Reproduce the data in full, exactly.
* * * * * * *
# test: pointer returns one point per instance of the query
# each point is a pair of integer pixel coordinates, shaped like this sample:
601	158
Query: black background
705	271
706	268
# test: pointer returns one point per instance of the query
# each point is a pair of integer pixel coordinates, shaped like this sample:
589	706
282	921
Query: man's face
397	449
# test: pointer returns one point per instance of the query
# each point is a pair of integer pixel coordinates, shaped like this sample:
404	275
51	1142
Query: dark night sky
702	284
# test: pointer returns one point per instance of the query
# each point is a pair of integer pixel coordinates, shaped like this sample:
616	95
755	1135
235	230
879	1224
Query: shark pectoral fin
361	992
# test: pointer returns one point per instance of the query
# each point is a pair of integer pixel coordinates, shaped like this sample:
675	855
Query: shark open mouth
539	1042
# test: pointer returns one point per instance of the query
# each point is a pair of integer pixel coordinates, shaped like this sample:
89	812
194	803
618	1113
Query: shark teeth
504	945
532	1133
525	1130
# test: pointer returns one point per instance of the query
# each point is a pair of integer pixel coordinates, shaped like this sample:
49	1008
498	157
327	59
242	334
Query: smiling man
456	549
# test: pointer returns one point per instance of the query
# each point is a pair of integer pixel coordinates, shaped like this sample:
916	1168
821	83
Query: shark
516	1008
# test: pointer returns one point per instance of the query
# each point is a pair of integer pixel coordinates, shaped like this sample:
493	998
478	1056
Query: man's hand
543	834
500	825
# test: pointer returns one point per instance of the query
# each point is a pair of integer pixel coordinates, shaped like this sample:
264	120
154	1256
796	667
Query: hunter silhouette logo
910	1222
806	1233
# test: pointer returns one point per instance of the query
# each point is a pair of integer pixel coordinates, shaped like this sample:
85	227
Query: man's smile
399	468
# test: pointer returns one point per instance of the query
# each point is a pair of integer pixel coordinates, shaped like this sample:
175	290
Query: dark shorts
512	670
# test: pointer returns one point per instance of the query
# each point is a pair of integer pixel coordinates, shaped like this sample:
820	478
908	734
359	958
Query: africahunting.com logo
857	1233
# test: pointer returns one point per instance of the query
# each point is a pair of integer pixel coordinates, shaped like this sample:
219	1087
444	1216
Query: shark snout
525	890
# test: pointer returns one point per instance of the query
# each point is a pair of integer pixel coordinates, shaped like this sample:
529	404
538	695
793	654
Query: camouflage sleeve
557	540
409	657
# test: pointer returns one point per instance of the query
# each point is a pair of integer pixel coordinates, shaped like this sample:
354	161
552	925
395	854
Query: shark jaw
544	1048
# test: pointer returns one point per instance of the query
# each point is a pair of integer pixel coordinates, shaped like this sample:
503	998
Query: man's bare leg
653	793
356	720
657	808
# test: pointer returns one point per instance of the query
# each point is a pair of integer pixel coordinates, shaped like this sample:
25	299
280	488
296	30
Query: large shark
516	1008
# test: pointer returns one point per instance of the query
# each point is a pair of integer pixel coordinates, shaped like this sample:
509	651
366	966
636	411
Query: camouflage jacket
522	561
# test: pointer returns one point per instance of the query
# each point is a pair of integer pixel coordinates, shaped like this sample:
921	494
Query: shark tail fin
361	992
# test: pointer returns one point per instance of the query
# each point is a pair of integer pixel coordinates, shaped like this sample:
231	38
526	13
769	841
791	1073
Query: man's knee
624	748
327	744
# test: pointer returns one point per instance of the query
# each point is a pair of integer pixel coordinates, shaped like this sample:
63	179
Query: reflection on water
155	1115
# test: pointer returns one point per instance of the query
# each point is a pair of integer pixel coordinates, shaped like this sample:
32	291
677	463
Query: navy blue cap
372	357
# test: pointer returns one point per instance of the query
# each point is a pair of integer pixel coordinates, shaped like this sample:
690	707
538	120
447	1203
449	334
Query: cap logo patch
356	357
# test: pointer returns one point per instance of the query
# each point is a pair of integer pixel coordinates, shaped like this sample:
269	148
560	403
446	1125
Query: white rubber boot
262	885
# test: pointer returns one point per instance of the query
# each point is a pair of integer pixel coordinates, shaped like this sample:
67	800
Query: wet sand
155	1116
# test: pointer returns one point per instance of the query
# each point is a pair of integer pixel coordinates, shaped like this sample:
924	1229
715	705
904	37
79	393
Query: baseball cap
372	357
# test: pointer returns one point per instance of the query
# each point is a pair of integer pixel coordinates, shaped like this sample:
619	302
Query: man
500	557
* * * * * * *
§ **Answer for this exercise**:
# test: pointer returns one point per instance of the query
# each point is a pair of integer pixel coordinates, shaped like this sample:
601	158
Query: black background
705	271
706	268
# test: pointer returns one point per instance of the query
# each point is a pair of integer pixel coordinates, shaped like this sample:
589	706
282	921
Query: man's face
397	449
# test: pointer returns one point per instance of the query
# each point is a pair of integer pixel coordinates, shaped like this sample:
404	275
51	1142
Query: dark night sky
702	284
# test: pointer returns one point per instance of the query
# each point is a pair of integer pixel coordinates, shaped like this sample:
616	95
755	1135
235	230
879	1224
Query: shark pectoral fin
361	992
# test: pointer returns one point per instance of the query
# each point is a pair of integer pixel coordinates, shaped like this sample:
675	855
Query: shark open mouth
539	1042
# test: pointer returns one point per instance of the query
# each point is a pair of integer pixel coordinates, shaped like this sample:
89	812
194	803
618	1113
Query: shark teeth
504	945
532	1133
525	1130
# test: pointer returns one point per instance of the query
# each point is a pair of integer pixel coordinates, shaped like this sample:
49	1008
498	157
327	59
242	334
Query: smiling man
456	549
# test: pointer returns one point per instance of the query
# each point is a pair of integer pixel coordinates, shaped like this sample:
916	1168
821	83
Query: shark
516	1008
# test: pointer returns one point per instance of the query
# each point is a pair of integer pixel coordinates, shaped like this sample:
493	998
478	1056
Query: man's hand
543	834
500	825
# test: pointer returns one point per instance of the query
# each point is a pair of integer pixel coordinates, shaped like this sample:
264	120
154	1256
796	667
Query: hunter silhouette logo
910	1222
806	1233
# test: pointer returns one point per instance of the query
# each point is a pair of integer pixel coordinates, shaped like this sample:
85	227
Query: man's smile
399	468
# test: pointer returns one point per instance of the query
# each point is a pair of integer pixel coordinates, shaped like this sample:
175	290
Query: dark shorts
512	670
# test: pointer returns one point per instance of the query
# each point is a pair of integer pixel coordinates, shaped like this sample:
820	478
908	734
359	958
Query: africahunting.com logo
857	1233
# test: pointer returns one point per instance of the query
# each point is a pair of integer pixel coordinates, shaped like this sample:
219	1087
444	1216
Query: shark snout
525	890
# test: pointer returns one point per instance of the query
# each point is a pair of integer pixel coordinates, shaped like this sample:
529	404
538	695
793	654
Query: camouflage sleeve
557	540
409	657
# test: pointer returns one point per instance of the query
# each point is a pair of integer pixel coordinates, shaped like this sample:
354	161
552	925
395	854
Query: shark jaw
544	1048
# test: pointer returns one point per instance of the query
# each point is a pair of integer pixel coordinates, shaped like this sample:
503	998
Query: man's bare leg
653	793
356	720
657	808
# test: pointer returns one point per instance of the query
# each point is a pair of integer pixel coordinates, shaped like this sample:
25	299
280	488
296	30
Query: large shark
516	1008
# test: pointer returns one point per instance of the query
# each point is a pair of integer pixel coordinates, shaped like this sample:
509	651
366	966
636	411
Query: camouflage jacket
522	561
# test: pointer returns one point per instance of the query
# each point is a pair of integer pixel coordinates, shaped like this sample:
921	494
Query: shark tail fin
361	992
# test: pointer returns one point per instance of the query
# each point is a pair of integer pixel coordinates, shaped like this sample:
231	38
526	13
769	841
791	1073
Query: man's knee
624	748
327	744
# test: pointer returns one point per instance of the query
# each point is a pair of integer pixel coordinates, shaped like this sample:
63	179
Query: reflection on water
155	1115
# test: pointer returns one point per instance of the query
# each point is a pair of integer pixel coordinates, shaped like this sample:
32	291
677	463
Query: navy blue cap
372	357
# test: pointer returns one point per instance of the query
# each point is a pair of integer pixel coordinates, shaped like this sample:
690	707
538	120
447	1203
449	334
Query: cap logo patch
356	357
# test: pointer returns one point per instance of the query
# each point is a pair of integer pixel coordinates, shaped like this sample:
269	148
560	403
446	1125
Query: white rubber boot
262	885
# test: pointer returns one point per instance of the query
# each point is a pair of integer pixel coordinates, shaped like this sample:
67	800
Query: wet sand
155	1116
# test: pointer returns one point per instance of the query
# each point is a pair of integer pixel coordinates, shaped like this sample:
924	1229
715	705
904	37
79	393
Query: baseball cap
372	357
# test: pointer returns one point per instance of the query
# each point is a pair of integer pixel coordinates, shaped like this sample:
619	302
Query: man
500	557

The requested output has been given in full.